** start **

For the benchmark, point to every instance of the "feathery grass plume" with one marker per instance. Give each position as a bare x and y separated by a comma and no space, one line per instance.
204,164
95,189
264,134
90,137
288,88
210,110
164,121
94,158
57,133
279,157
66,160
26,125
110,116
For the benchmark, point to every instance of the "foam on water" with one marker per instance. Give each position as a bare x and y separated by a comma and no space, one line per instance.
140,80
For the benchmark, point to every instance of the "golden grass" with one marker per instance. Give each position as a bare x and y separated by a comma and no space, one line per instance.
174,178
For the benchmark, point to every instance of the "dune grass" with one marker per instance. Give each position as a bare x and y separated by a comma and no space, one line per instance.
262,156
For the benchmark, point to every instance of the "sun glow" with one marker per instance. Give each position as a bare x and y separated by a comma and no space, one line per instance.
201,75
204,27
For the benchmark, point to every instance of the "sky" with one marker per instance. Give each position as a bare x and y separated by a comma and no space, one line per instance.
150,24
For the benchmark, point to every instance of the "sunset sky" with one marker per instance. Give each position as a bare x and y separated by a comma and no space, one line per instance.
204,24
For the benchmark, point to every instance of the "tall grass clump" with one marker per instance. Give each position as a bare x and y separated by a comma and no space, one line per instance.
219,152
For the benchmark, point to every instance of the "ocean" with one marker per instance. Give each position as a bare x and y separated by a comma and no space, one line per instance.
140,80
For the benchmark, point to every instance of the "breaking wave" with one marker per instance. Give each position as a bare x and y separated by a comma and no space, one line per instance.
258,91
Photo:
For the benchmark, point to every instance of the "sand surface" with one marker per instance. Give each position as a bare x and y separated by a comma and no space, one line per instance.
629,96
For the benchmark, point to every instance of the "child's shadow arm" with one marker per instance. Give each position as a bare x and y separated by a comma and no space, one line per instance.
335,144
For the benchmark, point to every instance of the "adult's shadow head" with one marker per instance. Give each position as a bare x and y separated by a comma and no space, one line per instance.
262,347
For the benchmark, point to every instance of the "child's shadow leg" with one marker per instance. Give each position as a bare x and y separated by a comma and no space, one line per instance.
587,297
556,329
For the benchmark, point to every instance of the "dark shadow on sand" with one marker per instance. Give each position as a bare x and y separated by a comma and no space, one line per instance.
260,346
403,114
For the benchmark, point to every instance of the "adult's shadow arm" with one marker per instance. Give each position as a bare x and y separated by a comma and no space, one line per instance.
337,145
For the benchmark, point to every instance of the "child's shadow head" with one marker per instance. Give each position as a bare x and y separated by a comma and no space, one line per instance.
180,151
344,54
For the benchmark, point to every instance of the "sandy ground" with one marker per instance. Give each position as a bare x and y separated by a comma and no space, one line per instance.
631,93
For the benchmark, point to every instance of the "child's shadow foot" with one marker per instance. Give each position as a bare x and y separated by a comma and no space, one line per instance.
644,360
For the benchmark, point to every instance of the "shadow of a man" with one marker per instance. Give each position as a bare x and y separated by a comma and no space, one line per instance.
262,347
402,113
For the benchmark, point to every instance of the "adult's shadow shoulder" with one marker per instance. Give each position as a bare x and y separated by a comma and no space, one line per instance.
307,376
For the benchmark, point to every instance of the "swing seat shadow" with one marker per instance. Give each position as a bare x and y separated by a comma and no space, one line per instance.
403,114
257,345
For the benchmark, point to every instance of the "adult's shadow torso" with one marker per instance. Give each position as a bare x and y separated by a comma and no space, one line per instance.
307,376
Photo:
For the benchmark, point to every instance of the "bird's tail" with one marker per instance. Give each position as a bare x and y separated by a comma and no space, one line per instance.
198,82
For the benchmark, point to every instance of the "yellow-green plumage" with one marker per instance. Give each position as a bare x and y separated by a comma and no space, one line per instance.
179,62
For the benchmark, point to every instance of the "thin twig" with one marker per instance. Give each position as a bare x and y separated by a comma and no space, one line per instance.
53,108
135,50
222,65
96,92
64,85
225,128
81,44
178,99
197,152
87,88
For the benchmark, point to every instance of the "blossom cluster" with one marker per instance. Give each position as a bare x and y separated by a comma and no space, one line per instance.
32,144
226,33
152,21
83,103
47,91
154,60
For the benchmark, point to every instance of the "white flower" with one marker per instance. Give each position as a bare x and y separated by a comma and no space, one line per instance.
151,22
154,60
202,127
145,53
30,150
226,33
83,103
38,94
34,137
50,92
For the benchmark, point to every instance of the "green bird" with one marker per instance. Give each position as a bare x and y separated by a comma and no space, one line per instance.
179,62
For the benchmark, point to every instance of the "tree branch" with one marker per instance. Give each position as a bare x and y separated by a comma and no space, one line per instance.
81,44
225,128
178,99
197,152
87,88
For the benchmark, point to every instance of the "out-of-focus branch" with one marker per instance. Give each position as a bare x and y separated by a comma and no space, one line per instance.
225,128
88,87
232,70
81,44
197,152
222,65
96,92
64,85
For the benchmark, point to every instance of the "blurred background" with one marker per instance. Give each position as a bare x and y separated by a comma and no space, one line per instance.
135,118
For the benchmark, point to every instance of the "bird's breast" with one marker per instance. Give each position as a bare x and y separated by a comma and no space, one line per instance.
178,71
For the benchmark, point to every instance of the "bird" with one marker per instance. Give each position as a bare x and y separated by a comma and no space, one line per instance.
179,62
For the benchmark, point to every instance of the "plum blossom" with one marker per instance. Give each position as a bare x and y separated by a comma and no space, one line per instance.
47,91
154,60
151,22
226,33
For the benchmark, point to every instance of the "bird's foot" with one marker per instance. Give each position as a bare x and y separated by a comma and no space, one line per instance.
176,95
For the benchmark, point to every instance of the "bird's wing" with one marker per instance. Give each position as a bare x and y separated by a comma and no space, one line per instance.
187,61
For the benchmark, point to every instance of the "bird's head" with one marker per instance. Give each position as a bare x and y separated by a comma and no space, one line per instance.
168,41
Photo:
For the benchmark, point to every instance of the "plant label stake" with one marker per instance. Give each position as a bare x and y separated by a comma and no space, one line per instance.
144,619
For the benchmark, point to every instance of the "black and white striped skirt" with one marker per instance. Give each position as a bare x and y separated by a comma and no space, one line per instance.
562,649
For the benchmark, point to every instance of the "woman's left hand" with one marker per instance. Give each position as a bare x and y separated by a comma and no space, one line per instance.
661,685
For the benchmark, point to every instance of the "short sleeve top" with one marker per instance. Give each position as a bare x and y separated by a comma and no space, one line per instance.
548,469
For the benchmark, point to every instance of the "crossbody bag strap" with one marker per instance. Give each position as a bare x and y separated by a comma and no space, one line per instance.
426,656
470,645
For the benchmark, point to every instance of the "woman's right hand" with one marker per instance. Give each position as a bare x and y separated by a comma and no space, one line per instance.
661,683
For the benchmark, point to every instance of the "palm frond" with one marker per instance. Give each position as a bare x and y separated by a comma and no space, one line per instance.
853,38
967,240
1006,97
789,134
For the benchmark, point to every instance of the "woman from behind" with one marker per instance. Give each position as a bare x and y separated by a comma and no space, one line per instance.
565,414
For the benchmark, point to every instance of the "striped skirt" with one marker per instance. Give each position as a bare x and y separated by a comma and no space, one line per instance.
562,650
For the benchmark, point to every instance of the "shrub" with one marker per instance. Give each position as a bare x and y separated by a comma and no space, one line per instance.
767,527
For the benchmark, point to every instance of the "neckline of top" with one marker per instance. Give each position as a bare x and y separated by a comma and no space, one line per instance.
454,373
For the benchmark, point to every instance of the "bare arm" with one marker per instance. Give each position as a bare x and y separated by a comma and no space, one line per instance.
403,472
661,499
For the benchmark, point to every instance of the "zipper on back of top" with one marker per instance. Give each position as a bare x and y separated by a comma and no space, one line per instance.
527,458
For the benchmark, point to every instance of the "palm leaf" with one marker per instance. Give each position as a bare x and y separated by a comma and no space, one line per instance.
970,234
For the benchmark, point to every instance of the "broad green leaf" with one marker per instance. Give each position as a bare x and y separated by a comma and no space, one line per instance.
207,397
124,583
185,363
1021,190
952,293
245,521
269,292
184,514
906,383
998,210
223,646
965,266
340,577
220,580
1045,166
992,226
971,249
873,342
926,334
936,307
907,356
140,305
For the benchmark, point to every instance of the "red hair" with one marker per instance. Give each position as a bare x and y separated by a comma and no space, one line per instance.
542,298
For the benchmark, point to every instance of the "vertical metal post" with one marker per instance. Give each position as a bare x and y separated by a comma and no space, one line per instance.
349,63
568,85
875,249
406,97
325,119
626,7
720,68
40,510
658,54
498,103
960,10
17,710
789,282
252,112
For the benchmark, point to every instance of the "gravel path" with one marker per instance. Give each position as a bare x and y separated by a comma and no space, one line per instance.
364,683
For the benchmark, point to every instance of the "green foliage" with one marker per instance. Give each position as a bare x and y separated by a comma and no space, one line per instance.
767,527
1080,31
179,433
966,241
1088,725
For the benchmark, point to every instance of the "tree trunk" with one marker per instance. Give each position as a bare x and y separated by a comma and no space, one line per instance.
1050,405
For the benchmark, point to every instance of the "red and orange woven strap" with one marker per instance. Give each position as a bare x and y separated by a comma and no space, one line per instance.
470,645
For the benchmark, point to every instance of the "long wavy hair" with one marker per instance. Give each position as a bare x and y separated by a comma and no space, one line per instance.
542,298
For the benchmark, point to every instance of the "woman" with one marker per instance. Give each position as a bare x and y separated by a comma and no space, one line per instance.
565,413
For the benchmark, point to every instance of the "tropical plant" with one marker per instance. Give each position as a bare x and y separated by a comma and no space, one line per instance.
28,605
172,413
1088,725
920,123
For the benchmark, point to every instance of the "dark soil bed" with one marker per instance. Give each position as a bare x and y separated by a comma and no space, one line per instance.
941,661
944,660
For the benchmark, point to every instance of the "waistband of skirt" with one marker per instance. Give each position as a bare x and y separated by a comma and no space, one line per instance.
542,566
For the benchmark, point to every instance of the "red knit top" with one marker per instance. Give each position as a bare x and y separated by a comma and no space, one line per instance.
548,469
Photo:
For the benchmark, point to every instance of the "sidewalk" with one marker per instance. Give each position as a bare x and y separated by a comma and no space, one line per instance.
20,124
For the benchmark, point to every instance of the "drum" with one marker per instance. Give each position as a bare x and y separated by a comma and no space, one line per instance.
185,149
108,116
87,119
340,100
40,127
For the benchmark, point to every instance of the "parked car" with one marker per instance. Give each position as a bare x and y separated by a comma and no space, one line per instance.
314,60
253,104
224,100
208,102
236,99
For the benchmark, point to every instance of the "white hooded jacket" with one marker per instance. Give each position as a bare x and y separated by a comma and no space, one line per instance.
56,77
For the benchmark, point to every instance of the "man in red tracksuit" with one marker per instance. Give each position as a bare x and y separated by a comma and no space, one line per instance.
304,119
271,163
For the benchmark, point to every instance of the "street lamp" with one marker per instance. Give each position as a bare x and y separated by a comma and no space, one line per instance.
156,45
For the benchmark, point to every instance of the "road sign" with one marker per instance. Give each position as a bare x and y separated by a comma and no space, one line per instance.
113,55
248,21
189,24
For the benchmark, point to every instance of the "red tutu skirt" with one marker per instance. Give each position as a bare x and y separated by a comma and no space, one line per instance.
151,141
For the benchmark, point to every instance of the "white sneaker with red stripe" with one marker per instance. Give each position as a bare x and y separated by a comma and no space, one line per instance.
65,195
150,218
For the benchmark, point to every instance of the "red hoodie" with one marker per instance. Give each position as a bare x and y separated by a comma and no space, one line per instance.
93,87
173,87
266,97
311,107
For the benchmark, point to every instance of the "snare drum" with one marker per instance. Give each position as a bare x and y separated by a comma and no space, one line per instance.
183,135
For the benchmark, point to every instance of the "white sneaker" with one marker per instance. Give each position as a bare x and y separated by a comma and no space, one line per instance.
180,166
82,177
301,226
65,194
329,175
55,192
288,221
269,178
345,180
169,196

** end **

Required task: Rewrite the lines from the one containing "sneaker with red" through the end of the entries, swapping "benchmark" for "evaluation" and changing nothing else.

Task output:
For the evaluation, point to every instance of the "white sneaker with red stripe" with one marker per instance. Give each position as a bare x and y separated by a comma and no space, one line per instance.
65,195
150,218
For the evaluation, point to every instance of the "red hoodie" with one marker per instance. Give each position as a bare x and y separated by a comma and no space, one line per instance.
93,87
173,87
266,97
311,107
For the evaluation, point to every instance of the "snare drum" with one marker per instance. Give each position as a bare x and y separated by a comma and no space, one line per instance.
183,135
For the evaluation, point to every instance of the "white sneaker" with one marker per instance. Give each position as a bare x and y separated by a comma and no space, one line per instance.
180,166
82,177
301,226
65,194
329,175
55,192
288,221
269,178
345,180
169,196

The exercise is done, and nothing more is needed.